- Task statement: Lay out the part that opens with the line containing "Where can the pale" and closes with the last of the lines as a two-column CSV with headers task and value. Give one row per text-and-answer pair, putting each in its own quoted field and turning line breaks into spaces.

▼

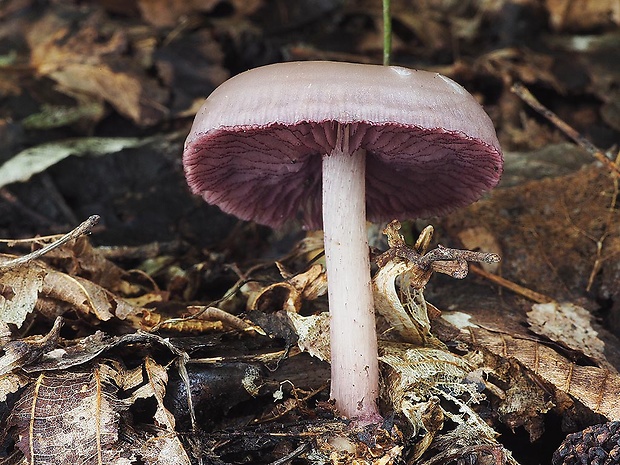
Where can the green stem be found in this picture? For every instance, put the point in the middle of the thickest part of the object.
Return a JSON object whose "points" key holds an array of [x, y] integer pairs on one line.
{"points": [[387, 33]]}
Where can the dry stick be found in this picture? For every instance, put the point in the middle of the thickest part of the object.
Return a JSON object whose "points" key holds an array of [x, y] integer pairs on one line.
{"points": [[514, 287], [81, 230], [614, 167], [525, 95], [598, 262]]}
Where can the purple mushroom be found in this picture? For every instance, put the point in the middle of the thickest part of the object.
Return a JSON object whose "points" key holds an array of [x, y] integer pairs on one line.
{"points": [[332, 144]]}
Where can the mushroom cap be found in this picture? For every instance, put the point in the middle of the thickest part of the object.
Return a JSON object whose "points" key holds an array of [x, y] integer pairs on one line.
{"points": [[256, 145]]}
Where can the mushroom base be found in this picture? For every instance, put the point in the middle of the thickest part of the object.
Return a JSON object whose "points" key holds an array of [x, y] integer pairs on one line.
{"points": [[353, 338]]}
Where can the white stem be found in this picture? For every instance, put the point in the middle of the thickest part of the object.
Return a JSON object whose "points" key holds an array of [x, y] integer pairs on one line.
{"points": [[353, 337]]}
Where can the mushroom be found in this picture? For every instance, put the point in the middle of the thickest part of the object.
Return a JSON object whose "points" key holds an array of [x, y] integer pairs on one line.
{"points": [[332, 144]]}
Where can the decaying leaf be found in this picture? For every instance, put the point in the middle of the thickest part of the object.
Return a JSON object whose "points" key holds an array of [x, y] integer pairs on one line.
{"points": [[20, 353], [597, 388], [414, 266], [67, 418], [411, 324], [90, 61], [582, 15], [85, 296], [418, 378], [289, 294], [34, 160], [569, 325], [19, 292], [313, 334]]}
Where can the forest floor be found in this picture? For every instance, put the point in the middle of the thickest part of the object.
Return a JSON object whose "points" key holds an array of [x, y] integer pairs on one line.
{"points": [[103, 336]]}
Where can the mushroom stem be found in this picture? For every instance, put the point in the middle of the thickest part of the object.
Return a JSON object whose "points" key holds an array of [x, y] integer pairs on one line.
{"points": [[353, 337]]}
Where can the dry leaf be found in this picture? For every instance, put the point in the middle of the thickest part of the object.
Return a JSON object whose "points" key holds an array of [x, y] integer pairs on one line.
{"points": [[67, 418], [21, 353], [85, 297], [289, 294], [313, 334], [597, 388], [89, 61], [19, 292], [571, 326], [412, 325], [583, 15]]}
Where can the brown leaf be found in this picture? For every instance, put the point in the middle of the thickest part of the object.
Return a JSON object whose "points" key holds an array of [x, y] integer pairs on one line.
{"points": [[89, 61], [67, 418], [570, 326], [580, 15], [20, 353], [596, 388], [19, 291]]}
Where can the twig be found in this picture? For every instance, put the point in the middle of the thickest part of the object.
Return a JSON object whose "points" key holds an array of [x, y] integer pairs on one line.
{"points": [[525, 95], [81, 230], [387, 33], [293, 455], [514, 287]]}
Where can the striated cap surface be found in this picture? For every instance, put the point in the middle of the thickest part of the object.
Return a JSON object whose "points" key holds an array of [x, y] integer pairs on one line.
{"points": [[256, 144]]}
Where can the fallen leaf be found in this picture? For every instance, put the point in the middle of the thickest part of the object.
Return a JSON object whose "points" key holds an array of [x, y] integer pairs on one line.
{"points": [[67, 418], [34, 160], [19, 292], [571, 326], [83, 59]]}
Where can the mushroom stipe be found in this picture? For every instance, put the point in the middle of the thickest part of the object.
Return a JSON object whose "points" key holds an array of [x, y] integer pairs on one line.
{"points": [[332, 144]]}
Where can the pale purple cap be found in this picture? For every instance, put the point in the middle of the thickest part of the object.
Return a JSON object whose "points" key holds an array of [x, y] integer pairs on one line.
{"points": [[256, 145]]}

▲

- Result of this task:
task,value
"Where can the pale purple cap be found in this picture? For every instance, put the point in the middle of the thickest part of the object. Return a JSON object whose ""points"" key holds an array of [x, y] integer pairs on one line.","{""points"": [[256, 145]]}"